Task directions »
Copy out each line below exactly as it appears.

Dataset rows:
****

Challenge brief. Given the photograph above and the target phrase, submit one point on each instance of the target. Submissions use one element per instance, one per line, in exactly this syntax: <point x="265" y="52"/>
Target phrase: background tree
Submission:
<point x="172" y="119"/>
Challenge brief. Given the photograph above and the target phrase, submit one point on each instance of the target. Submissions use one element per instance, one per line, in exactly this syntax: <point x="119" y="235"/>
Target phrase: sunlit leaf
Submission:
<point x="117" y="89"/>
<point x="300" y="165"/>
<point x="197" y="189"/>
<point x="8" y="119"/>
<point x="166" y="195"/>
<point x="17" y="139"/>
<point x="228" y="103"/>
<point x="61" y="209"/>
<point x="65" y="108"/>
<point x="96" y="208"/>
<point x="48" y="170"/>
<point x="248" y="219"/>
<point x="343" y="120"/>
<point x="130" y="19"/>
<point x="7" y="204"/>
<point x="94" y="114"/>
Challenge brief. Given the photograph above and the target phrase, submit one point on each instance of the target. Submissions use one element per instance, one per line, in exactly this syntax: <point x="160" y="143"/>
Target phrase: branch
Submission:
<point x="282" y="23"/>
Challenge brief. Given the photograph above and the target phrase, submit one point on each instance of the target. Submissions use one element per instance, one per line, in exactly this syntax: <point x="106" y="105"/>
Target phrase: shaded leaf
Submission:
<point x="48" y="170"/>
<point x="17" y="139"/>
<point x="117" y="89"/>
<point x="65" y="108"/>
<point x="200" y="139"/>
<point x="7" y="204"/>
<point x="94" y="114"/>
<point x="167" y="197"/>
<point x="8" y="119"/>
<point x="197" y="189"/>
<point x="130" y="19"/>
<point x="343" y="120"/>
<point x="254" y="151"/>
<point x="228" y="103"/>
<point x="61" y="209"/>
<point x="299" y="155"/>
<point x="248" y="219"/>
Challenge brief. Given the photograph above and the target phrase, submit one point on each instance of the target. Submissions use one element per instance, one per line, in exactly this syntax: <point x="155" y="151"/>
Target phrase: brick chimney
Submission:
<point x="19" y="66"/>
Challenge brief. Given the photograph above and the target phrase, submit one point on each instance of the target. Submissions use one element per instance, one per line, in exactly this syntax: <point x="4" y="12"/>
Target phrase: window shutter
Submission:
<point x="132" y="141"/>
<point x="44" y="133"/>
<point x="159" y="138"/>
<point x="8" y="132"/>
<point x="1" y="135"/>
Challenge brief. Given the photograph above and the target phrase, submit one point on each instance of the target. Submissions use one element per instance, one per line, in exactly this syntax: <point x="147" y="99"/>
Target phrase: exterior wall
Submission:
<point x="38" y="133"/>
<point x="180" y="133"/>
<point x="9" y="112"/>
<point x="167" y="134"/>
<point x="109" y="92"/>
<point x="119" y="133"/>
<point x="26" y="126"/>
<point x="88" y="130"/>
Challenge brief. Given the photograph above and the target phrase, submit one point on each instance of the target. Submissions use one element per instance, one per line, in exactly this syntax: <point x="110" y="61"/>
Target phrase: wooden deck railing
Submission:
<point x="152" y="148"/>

****

Output for this exercise »
Challenge brief. Given the photograph above and the target phrase, submit one point on each instance of the target. Submissions use one element per instance, one per line, in exactly this syntax: <point x="265" y="52"/>
Target phrase: background tree
Submission:
<point x="172" y="119"/>
Challenge brief. Given the photograph above and the target phrase, submit one point on each instance of the target. Submissions use one element per instance, one per line, in exactly this syntax: <point x="119" y="235"/>
Target phrase: sunlit leaf
Submission:
<point x="117" y="89"/>
<point x="300" y="165"/>
<point x="197" y="189"/>
<point x="8" y="119"/>
<point x="166" y="195"/>
<point x="17" y="139"/>
<point x="228" y="103"/>
<point x="61" y="209"/>
<point x="65" y="108"/>
<point x="96" y="208"/>
<point x="48" y="170"/>
<point x="248" y="219"/>
<point x="343" y="120"/>
<point x="130" y="19"/>
<point x="7" y="204"/>
<point x="94" y="114"/>
Challenge brief. Given the photograph above and the target phrase, submit one point on each instance of the target. Submissions use one element per instance, one per line, in exactly this syntax: <point x="160" y="143"/>
Target phrase: branch
Submission:
<point x="282" y="23"/>
Challenge brief. Given the photograph above and the target phrase, submit one point on each instance of the target. Submissions use one element per instance, one per line, in exactly this syntax: <point x="106" y="105"/>
Target phrase: shaded leaf
Submission:
<point x="48" y="170"/>
<point x="17" y="139"/>
<point x="117" y="89"/>
<point x="65" y="108"/>
<point x="200" y="139"/>
<point x="7" y="204"/>
<point x="94" y="114"/>
<point x="167" y="197"/>
<point x="8" y="119"/>
<point x="197" y="189"/>
<point x="130" y="19"/>
<point x="343" y="120"/>
<point x="254" y="151"/>
<point x="228" y="103"/>
<point x="61" y="209"/>
<point x="299" y="155"/>
<point x="248" y="219"/>
Challenge brief. Given the photograph above and the target phrase, submit one point on each instance of the target. Submissions use one element per instance, one per line, in exactly this syntax: <point x="155" y="151"/>
Target phrase: brick chimney
Submission:
<point x="19" y="66"/>
Challenge brief. Given the photograph above and the target phrase, submit one point on each instance of the target. Submissions use one element per instance, one per line, in exactly this syntax: <point x="4" y="12"/>
Target phrase: window shutter
Submission:
<point x="132" y="141"/>
<point x="44" y="133"/>
<point x="159" y="138"/>
<point x="8" y="132"/>
<point x="1" y="135"/>
Challenge brief. Given the photograph above and the target phrase, submit one point on each instance of the target. Submissions use one element per instance, one per line, in exactly this syntax: <point x="147" y="99"/>
Target phrase: exterior wall
Submission:
<point x="38" y="133"/>
<point x="180" y="133"/>
<point x="9" y="112"/>
<point x="167" y="134"/>
<point x="109" y="92"/>
<point x="119" y="133"/>
<point x="26" y="126"/>
<point x="88" y="130"/>
Challenge brief. Given the photograph above and the target phrase, submit one point on each instance of the target. Submissions use one element per instance, one per line, in exactly this syntax: <point x="110" y="61"/>
Target phrase: wooden deck railing
Submission:
<point x="152" y="148"/>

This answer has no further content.